What is being asked: In this exercise, every entry below is to be reproduced word for word.

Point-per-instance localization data
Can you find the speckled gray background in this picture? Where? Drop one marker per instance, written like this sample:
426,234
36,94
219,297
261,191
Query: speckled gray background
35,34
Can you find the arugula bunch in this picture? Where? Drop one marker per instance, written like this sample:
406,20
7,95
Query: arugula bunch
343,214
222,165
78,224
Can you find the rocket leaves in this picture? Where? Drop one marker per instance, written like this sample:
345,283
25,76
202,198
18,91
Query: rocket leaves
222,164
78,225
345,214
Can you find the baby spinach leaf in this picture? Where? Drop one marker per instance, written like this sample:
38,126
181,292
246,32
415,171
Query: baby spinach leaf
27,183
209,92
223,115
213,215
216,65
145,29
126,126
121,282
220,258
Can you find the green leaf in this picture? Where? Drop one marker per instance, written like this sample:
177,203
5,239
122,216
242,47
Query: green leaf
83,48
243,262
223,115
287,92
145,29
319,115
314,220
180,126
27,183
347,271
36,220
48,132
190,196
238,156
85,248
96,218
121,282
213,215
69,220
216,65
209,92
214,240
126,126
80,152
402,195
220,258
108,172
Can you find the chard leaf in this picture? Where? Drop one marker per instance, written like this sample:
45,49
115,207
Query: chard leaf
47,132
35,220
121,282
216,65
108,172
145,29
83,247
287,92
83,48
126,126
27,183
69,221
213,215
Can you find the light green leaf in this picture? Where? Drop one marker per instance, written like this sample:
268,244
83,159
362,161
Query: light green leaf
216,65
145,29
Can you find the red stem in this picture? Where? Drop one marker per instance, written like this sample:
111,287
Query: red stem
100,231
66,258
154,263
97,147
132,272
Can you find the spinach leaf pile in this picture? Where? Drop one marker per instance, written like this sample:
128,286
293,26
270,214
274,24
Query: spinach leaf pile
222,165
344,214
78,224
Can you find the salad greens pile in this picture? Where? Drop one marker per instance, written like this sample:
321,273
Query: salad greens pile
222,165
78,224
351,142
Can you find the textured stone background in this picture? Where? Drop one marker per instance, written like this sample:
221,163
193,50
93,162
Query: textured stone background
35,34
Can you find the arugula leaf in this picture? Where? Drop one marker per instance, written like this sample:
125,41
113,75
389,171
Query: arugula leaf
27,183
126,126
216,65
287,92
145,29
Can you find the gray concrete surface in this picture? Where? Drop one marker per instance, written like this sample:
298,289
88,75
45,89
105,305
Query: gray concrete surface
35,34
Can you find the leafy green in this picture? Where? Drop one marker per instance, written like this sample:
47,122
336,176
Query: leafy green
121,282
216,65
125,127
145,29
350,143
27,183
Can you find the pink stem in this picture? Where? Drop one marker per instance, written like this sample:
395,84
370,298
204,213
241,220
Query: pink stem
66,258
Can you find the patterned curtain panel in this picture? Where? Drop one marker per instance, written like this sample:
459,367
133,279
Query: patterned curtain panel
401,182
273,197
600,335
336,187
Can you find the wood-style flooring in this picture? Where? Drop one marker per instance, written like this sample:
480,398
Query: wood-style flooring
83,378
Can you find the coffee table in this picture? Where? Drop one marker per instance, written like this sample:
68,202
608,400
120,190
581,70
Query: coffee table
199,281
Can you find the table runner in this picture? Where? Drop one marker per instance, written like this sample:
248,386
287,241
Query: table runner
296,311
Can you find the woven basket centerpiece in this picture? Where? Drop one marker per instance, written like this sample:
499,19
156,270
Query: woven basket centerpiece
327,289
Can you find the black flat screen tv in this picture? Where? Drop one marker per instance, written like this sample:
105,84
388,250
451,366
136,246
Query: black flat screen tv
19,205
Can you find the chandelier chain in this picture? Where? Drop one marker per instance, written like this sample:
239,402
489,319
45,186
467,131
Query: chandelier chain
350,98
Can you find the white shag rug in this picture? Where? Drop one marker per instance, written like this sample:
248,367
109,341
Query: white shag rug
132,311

Task output:
Can you find the speckled gray background in this picture? Where? Drop one marker per instance, written like this sample:
426,234
36,94
219,297
261,191
Query: speckled gray background
35,34
Can you find the arugula bunch in this picture? Where? Drop one marker per instance, written like this sample:
406,20
7,95
Query: arugula bunch
343,214
222,165
78,224
Can you find the rocket leaves in this picture? Where? Drop one marker per instance, written like this sample:
345,283
25,76
202,198
18,91
Query: rocket leaves
222,164
78,225
345,214
Can you find the baby spinach leaf in this picture? Where? Drop one marker per instance, written like this sample:
38,126
181,292
246,32
415,171
Query: baby spinach leaf
27,183
209,92
223,115
213,215
216,65
145,29
126,126
121,282
220,258
Can you find the green leaf in this picture? Where? Drop one marker per instance, written like this sample:
177,203
5,239
122,216
242,47
Query: green leaf
83,48
243,262
223,115
287,92
145,29
319,115
314,220
180,126
27,183
347,271
36,220
48,132
190,196
238,156
85,248
96,218
121,282
213,215
69,220
216,65
209,92
214,240
126,126
80,152
402,195
220,258
108,172
Can you find the chard leaf in this picture? Where? Drop one marker per instance, written like this sample:
45,49
115,207
Query: chard leaf
47,132
35,220
121,282
216,65
108,172
145,29
83,247
287,92
83,48
126,126
27,183
69,221
213,215
Can you find the light green leaf in this picture? Where? Drop one marker per instance, written like this sample:
268,244
83,159
362,161
Query: light green leaf
216,65
145,29
Can you find the red stem in this picture? Where? Drop one marker per instance, written like this sample:
111,287
Query: red stem
100,231
66,258
154,263
97,147
132,272
Can you find the spinach leaf pile in this picture? Where? Drop one marker per instance, written like this sample:
128,286
293,26
270,214
274,24
Query: spinach leaf pile
222,165
344,214
78,224
Can you find the salad greens pile in this picture? Where? Drop one marker per instance, written like this sample:
321,273
Query: salad greens pile
222,165
78,224
351,142
Can you find the textured stone background in this picture? Where? Drop one marker per instance, written like this sample:
221,163
193,50
93,162
Query: textured stone background
35,34
Can you find the arugula leaf in this picture? Where? Drop one marker per instance, written like this sample:
125,41
113,75
389,171
Query: arugula leaf
27,183
126,126
216,65
287,92
145,29
Can you find the gray concrete surface in this picture? Where? Drop one marker per instance, written like this sample:
298,289
88,75
45,89
105,305
Query: gray concrete surface
35,34
Can you find the leafy green in this picture? Where? Drop one marker per instance, written like this sample:
47,122
336,176
Query: leafy green
121,282
216,65
125,127
145,29
350,143
27,183
Can you find the pink stem in this picture? Where? Drop one marker per instance, written like this sample:
395,84
370,298
204,213
241,220
Query: pink stem
66,258
Can you find the patterned curtain panel in this picture? Where? Drop one marker per instance, written like this sample:
459,367
133,279
Query: patterned curtain panel
401,182
273,197
600,335
336,187
Can you find the wood-style flooring in this picture? Where? Drop one marker per instance, written like this sample:
480,398
Query: wood-style flooring
83,378
Can you find the coffee table in this picture? Where? Drop one marker per instance, written like this sample:
68,202
608,400
120,190
581,70
Query: coffee table
199,281
Can you find the table runner in this picture? Where? Drop one marker per instance, written like this sample:
248,386
287,241
Query: table runner
296,311
Can you find the woven basket centerpiece in this picture? Where? Drop one marker per instance, written like this sample:
499,19
156,270
Query: woven basket centerpiece
327,289
Can you find the black flat screen tv in this picture? Where? Drop one marker per instance, written like this sample:
105,84
388,250
451,366
136,246
Query: black flat screen tv
19,205
Can you find the chandelier chain in this picture? Where? Drop one marker per instance, written like this sample:
239,402
489,319
45,186
467,131
Query: chandelier chain
350,98
Can you find the white shag rug in this picture? Where? Drop one marker per instance, written like this sample:
248,367
109,341
Query: white shag rug
132,311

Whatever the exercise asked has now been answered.